▸ **Data for this task**:
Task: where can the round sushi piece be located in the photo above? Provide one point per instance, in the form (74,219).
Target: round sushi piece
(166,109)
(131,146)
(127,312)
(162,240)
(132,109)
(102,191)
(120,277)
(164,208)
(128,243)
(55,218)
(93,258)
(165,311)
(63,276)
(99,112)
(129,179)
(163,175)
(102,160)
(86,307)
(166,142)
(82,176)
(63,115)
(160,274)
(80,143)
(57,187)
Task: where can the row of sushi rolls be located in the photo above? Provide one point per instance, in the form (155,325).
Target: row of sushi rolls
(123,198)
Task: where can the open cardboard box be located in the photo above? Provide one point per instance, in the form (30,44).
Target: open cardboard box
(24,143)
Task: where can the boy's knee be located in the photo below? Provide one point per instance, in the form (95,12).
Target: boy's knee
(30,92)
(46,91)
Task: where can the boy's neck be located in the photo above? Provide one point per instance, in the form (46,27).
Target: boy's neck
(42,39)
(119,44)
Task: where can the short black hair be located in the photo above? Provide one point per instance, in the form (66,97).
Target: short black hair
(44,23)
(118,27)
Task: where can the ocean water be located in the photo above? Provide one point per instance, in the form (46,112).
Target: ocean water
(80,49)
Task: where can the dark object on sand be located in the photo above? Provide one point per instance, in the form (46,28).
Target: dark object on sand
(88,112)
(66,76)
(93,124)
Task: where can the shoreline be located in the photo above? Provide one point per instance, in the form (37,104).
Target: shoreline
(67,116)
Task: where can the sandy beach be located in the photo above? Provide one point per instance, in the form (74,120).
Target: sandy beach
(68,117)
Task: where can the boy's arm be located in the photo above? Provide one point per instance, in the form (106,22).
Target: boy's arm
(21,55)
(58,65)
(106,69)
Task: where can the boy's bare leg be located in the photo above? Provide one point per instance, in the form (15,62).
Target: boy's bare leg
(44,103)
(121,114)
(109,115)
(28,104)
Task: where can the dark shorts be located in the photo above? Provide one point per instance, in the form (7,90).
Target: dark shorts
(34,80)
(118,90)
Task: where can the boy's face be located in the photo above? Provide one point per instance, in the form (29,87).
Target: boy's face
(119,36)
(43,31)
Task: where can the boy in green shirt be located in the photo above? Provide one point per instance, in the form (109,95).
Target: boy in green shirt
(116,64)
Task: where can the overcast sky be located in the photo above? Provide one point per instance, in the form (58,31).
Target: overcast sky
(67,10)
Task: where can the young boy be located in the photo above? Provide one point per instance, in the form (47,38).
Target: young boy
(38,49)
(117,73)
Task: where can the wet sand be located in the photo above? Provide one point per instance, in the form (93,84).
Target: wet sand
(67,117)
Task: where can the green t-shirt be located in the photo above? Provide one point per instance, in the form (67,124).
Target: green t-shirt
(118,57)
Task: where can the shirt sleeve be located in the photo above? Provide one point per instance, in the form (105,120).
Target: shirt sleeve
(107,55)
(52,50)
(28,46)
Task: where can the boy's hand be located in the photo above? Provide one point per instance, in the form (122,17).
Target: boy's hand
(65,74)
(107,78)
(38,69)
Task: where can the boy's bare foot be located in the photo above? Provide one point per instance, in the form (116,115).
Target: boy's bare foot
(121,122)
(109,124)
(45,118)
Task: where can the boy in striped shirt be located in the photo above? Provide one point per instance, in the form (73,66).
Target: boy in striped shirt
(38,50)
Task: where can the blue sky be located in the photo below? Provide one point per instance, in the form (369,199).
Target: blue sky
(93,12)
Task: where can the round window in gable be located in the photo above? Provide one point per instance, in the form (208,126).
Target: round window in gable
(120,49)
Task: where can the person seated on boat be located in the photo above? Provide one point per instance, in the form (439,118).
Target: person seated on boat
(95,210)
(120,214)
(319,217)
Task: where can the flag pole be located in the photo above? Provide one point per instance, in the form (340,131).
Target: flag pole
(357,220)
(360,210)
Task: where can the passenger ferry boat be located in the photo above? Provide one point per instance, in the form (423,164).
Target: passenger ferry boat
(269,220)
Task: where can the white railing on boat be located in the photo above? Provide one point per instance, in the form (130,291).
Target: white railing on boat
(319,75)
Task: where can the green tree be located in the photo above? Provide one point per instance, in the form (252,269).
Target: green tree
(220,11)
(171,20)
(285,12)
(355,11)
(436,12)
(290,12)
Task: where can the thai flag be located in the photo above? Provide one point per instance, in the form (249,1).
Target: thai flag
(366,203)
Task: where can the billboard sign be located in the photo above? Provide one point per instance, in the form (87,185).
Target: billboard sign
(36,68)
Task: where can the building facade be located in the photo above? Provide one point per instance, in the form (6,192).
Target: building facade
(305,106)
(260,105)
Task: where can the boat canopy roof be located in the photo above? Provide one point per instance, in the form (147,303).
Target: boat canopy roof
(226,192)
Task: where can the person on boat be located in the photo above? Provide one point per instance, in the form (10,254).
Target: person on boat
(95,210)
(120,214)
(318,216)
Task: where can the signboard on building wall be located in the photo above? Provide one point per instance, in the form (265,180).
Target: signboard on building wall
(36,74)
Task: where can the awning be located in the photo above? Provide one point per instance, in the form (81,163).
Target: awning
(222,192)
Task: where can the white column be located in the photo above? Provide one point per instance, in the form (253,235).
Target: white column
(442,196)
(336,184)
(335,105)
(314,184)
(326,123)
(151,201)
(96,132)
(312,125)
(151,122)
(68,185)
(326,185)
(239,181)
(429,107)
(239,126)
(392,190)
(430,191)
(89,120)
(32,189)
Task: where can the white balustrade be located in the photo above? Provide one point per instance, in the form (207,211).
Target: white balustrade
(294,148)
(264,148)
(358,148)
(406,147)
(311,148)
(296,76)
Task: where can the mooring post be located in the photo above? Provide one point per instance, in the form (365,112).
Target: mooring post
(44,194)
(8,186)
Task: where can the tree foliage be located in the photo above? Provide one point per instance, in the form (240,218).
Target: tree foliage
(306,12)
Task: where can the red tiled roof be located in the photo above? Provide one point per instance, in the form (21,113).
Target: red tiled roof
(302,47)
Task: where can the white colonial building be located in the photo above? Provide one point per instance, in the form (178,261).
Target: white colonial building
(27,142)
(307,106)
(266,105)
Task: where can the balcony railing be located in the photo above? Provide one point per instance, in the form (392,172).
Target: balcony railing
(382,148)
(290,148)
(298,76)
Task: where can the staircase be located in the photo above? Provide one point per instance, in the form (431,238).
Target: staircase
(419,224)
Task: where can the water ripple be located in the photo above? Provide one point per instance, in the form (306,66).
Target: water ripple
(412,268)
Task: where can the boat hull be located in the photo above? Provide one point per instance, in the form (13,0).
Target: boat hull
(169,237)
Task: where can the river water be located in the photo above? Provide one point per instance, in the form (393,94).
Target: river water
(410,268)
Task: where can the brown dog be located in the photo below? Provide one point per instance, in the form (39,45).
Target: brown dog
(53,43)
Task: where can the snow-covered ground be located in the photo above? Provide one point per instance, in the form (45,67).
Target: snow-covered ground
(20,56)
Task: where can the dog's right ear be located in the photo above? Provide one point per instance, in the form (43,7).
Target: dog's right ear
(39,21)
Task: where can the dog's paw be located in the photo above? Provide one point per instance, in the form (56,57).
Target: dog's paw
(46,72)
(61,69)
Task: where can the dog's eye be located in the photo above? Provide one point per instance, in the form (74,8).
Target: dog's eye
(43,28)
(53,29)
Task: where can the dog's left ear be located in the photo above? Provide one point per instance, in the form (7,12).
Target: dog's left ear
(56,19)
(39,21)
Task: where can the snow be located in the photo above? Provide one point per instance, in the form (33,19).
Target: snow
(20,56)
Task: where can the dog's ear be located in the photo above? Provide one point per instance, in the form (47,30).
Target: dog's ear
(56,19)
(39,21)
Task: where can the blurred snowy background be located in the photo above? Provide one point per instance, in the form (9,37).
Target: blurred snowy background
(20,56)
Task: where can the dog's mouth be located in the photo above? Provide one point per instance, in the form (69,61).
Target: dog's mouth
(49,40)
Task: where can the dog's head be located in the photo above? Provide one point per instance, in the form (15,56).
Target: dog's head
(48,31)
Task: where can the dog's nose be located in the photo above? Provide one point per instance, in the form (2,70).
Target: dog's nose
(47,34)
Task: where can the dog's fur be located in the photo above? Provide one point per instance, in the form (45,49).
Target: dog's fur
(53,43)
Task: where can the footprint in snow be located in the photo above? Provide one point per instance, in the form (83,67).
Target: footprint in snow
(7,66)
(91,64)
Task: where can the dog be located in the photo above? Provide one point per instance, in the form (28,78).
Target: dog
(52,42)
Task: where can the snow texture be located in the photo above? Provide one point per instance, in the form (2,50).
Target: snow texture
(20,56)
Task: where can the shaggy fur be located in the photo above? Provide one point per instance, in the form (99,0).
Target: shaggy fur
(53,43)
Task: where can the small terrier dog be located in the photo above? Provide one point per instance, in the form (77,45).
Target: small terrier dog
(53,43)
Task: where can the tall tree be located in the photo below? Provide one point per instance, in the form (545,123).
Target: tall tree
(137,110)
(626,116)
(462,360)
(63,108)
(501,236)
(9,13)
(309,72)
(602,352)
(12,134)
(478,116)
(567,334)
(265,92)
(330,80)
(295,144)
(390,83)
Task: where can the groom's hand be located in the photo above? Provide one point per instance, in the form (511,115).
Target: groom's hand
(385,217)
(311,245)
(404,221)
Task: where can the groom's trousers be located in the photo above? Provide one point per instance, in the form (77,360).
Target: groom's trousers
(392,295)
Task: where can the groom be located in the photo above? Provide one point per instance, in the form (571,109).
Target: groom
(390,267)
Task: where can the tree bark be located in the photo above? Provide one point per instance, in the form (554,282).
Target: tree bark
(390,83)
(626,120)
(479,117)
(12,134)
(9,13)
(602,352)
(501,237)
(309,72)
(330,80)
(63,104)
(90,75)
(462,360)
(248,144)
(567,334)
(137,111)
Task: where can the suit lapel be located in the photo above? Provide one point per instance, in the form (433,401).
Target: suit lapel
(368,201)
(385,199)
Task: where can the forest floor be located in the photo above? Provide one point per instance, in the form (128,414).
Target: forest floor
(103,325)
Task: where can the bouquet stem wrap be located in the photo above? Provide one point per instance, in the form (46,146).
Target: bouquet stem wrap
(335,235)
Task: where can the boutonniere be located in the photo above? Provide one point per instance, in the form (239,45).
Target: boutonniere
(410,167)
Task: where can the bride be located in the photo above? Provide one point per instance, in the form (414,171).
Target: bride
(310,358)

▸ **Problem statement**: Rewrite the data from the line containing "Task: where can the shaggy" up to and including the last line of the data. Add 37 to both coordinates of every answer point, and leave the numbers in the instructions and their sample forms unchanged.

▸ **Complete output**:
Task: where can the shaggy fur be located in the photo above? Provide one point per instance, in the form (99,0).
Target: shaggy fur
(90,80)
Task: where can the small terrier dog be located in the photo above? Provide one point per instance, in the form (77,45).
Target: small terrier dog
(90,80)
Task: where can the tall tree be located in the photo below? Provide one point per instance, in the form (545,123).
Target: tall tree
(174,147)
(663,153)
(499,397)
(100,145)
(538,273)
(46,50)
(346,109)
(639,389)
(49,171)
(515,153)
(604,371)
(302,129)
(367,117)
(332,181)
(427,120)
Task: where can the groom's hand be located in the photo above? Provide one point per instance, in the form (511,115).
Target: groom's hand
(422,254)
(348,282)
(441,258)
Task: where can the groom's trousers be located in the photo above? Provide one point per instance, in the form (77,360).
Target: groom's trousers
(429,332)
Task: where can the groom be located in the photo above? Provide one point per instance, in the form (571,109).
Target: groom
(427,304)
Task: where can the tree bark be located in the photo above? Provide one point per instance, in the form (554,282).
Target: tree bark
(427,120)
(663,157)
(516,154)
(49,171)
(46,50)
(639,389)
(538,274)
(346,109)
(367,117)
(100,141)
(127,112)
(499,397)
(285,181)
(604,371)
(174,148)
Task: where can the suit lapel be located in the photo above? Provide one point per instance, in the form (433,401).
Target: suit lapel
(405,238)
(422,236)
Task: where can the forest floor be located in the photo above? Provide one point per instance, in the form (128,414).
Target: forest floor
(140,362)
Task: where can the bouquet stem wrap be located in the photo above? Provide one point per instance, in the form (46,146).
Target: bouquet stem wrap
(372,272)
Task: where can the boutonniere be located in the photo above? Provide one point per instance, in the form (239,45).
Target: boutonniere
(447,204)
Task: where can the bride be located in the photo above? Provide one point per instance, in the form (414,171).
Target: bride
(347,395)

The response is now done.